▶ _Exercise instructions_:
Write the data out in full and word for word. Do not include images.

(Saved entries)
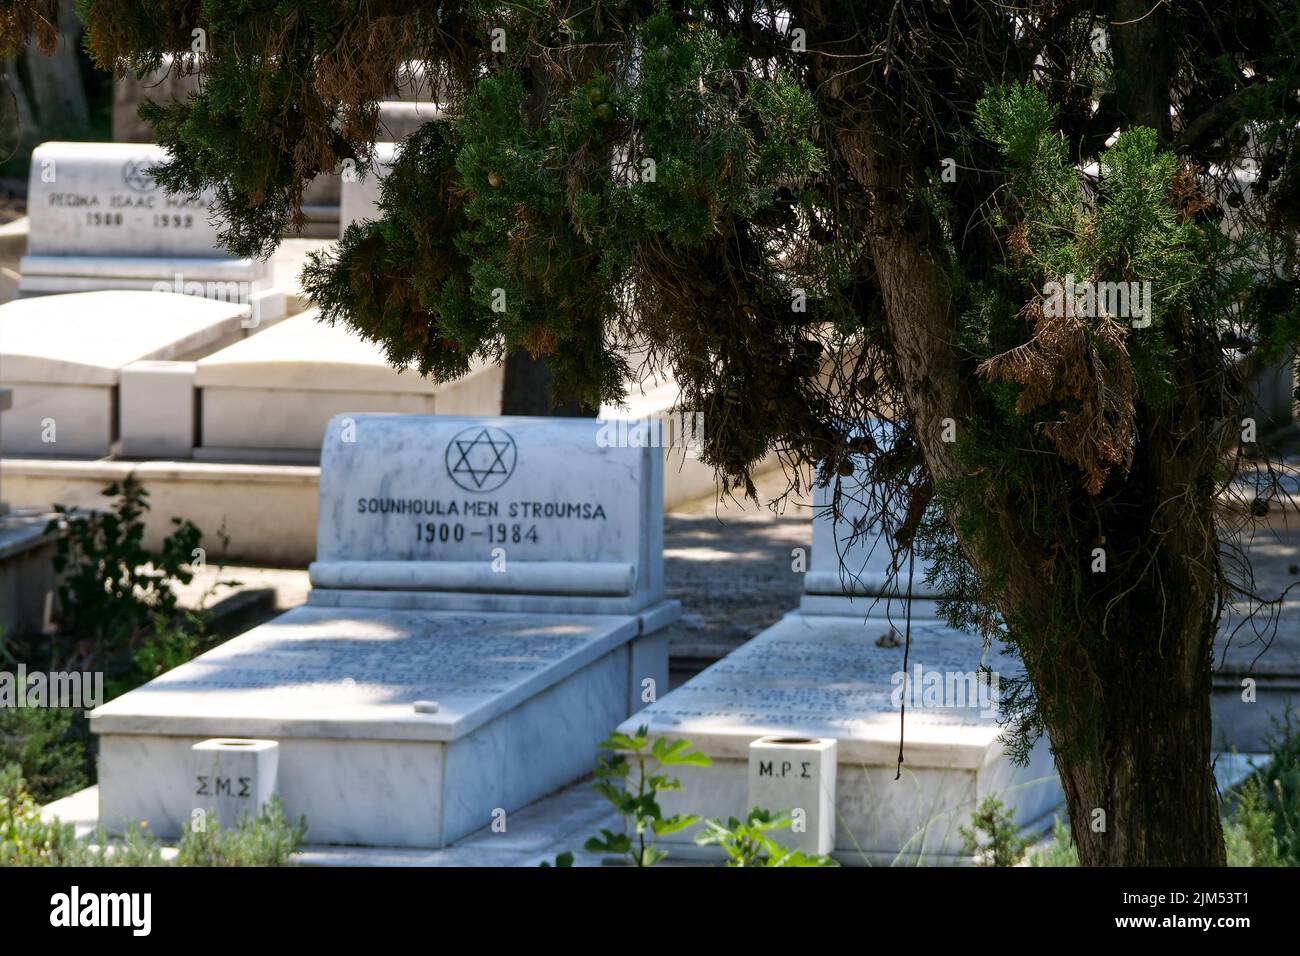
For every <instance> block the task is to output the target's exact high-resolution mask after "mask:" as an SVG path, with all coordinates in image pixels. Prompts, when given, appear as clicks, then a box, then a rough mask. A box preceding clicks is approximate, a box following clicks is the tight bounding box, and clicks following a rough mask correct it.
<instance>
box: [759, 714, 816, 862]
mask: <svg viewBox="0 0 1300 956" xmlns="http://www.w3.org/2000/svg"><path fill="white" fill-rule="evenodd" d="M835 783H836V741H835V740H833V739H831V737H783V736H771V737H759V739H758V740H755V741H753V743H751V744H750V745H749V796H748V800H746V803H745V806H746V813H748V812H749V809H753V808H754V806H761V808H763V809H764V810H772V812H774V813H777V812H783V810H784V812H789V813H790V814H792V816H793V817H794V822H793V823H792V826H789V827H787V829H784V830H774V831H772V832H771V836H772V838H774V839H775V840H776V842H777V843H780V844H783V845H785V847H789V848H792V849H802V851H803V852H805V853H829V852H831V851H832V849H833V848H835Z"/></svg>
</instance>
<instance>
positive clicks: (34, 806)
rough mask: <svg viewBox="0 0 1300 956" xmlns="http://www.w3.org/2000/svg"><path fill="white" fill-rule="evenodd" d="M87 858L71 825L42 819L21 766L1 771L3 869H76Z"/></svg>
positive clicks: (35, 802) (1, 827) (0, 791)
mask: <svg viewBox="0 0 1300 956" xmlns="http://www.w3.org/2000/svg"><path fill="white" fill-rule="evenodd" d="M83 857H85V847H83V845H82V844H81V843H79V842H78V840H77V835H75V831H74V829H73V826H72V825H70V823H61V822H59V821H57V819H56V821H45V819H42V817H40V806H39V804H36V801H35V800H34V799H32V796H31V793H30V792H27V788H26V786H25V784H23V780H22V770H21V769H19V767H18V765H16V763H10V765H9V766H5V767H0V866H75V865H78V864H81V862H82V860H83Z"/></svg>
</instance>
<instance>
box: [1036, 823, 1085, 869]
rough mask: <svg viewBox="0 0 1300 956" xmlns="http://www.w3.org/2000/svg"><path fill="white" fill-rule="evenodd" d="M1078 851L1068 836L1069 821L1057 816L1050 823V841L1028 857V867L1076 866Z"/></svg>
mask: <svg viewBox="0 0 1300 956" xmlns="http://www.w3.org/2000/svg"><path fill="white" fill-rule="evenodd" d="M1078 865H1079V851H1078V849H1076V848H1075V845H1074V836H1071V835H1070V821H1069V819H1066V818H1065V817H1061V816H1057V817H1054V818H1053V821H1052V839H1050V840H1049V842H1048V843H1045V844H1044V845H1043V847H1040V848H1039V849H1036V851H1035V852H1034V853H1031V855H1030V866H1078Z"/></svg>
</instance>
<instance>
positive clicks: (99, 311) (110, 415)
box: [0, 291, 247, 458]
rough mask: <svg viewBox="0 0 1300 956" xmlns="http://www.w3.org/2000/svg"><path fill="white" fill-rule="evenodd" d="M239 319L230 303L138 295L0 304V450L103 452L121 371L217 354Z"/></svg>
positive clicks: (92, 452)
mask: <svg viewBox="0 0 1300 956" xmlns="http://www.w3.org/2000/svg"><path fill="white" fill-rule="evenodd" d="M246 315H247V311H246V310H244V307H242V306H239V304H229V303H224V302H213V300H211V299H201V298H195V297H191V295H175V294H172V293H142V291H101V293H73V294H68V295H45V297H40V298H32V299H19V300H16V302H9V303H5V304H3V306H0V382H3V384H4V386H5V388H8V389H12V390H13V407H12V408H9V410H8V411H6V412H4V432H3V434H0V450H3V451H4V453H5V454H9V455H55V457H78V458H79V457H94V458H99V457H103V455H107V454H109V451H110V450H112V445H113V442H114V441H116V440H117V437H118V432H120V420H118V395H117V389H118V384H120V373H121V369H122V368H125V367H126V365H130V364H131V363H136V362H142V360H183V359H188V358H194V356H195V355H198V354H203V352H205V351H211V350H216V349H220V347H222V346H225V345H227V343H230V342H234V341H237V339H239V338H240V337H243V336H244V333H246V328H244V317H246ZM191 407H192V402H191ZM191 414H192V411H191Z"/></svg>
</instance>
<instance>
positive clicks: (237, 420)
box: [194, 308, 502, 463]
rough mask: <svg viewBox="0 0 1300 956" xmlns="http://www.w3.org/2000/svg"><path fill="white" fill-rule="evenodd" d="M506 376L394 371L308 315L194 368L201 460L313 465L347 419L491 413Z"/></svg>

▶ _Result_:
For every <instance> block the task is to output the target's exact high-resolution mask after "mask:" as an SVG path, with all coordinates in image pixels. Prompts, when given, appear as clicks, then a box, then a rough mask. A box preceding clicks is approximate, a box following clicks is the tight bounding box, and clicks following a rough mask correct it.
<instance>
box: [759, 714, 816, 862]
mask: <svg viewBox="0 0 1300 956" xmlns="http://www.w3.org/2000/svg"><path fill="white" fill-rule="evenodd" d="M835 783H836V741H835V740H833V739H831V737H783V736H771V737H759V739H758V740H755V741H753V743H751V744H750V745H749V796H748V800H746V803H745V806H746V813H748V812H749V809H753V808H754V806H761V808H763V809H764V810H772V812H774V813H777V812H783V810H784V812H789V813H790V814H792V816H793V817H794V822H793V823H792V826H789V827H787V829H784V830H774V831H772V832H771V836H772V838H774V839H775V840H776V842H777V843H780V844H783V845H785V847H789V848H792V849H802V851H803V852H805V853H829V852H831V851H832V849H833V848H835Z"/></svg>
</instance>
<instance>
positive clicks: (34, 806)
rough mask: <svg viewBox="0 0 1300 956" xmlns="http://www.w3.org/2000/svg"><path fill="white" fill-rule="evenodd" d="M87 858L71 825L42 819L21 766L1 771L3 869H76Z"/></svg>
positive clicks: (35, 802) (1, 827) (0, 791)
mask: <svg viewBox="0 0 1300 956" xmlns="http://www.w3.org/2000/svg"><path fill="white" fill-rule="evenodd" d="M83 857H85V847H83V845H82V844H81V843H79V842H78V840H77V835H75V831H74V829H73V826H72V825H70V823H61V822H59V821H57V819H56V821H45V819H42V817H40V806H39V804H36V801H35V800H34V799H32V796H31V793H30V792H27V788H26V786H25V784H23V780H22V770H21V769H19V767H18V765H16V763H10V765H9V766H5V767H0V866H75V865H78V864H81V862H82V860H83Z"/></svg>
</instance>
<instance>
box: [1036, 823, 1085, 869]
rough mask: <svg viewBox="0 0 1300 956" xmlns="http://www.w3.org/2000/svg"><path fill="white" fill-rule="evenodd" d="M1078 851L1068 836L1069 821L1057 816L1050 823V841L1028 857V867L1076 866Z"/></svg>
mask: <svg viewBox="0 0 1300 956" xmlns="http://www.w3.org/2000/svg"><path fill="white" fill-rule="evenodd" d="M1078 865H1079V851H1078V849H1076V848H1075V845H1074V836H1071V835H1070V821H1069V819H1066V818H1065V817H1061V816H1057V817H1054V818H1053V821H1052V839H1050V840H1049V842H1048V843H1045V844H1044V845H1043V847H1040V848H1039V849H1036V851H1035V852H1034V853H1031V855H1030V866H1078Z"/></svg>
</instance>
<instance>
positive clicks: (99, 311) (110, 415)
box: [0, 291, 247, 458]
rough mask: <svg viewBox="0 0 1300 956" xmlns="http://www.w3.org/2000/svg"><path fill="white" fill-rule="evenodd" d="M239 319L230 303L138 295L0 304V450L103 452L121 371L217 354Z"/></svg>
positive clicks: (92, 452)
mask: <svg viewBox="0 0 1300 956" xmlns="http://www.w3.org/2000/svg"><path fill="white" fill-rule="evenodd" d="M246 315H247V311H246V310H244V307H242V306H239V304H229V303H224V302H213V300H211V299H201V298H195V297H191V295H175V294H172V293H142V291H101V293H73V294H68V295H45V297H40V298H32V299H19V300H16V302H9V303H5V304H3V306H0V382H3V384H4V386H5V388H8V389H12V390H13V407H12V408H9V410H8V411H6V412H4V432H3V434H0V450H3V451H4V453H5V454H9V455H55V457H78V458H79V457H94V458H99V457H103V455H107V454H109V451H110V450H112V445H113V442H114V441H116V440H117V437H118V432H120V420H118V395H117V389H118V384H120V373H121V369H122V368H125V367H126V365H130V364H131V363H136V362H142V360H183V359H188V358H194V356H195V355H198V354H203V352H205V351H211V350H216V349H220V347H222V346H225V345H227V343H230V342H234V341H237V339H239V338H240V337H243V336H244V333H246V328H244V317H246ZM191 407H192V402H191ZM191 414H192V411H191Z"/></svg>
</instance>
<instance>
positive clicks: (237, 420)
box: [194, 308, 502, 463]
rough mask: <svg viewBox="0 0 1300 956" xmlns="http://www.w3.org/2000/svg"><path fill="white" fill-rule="evenodd" d="M506 376L394 371L308 315L194 368L201 460L313 465L347 419L491 413Z"/></svg>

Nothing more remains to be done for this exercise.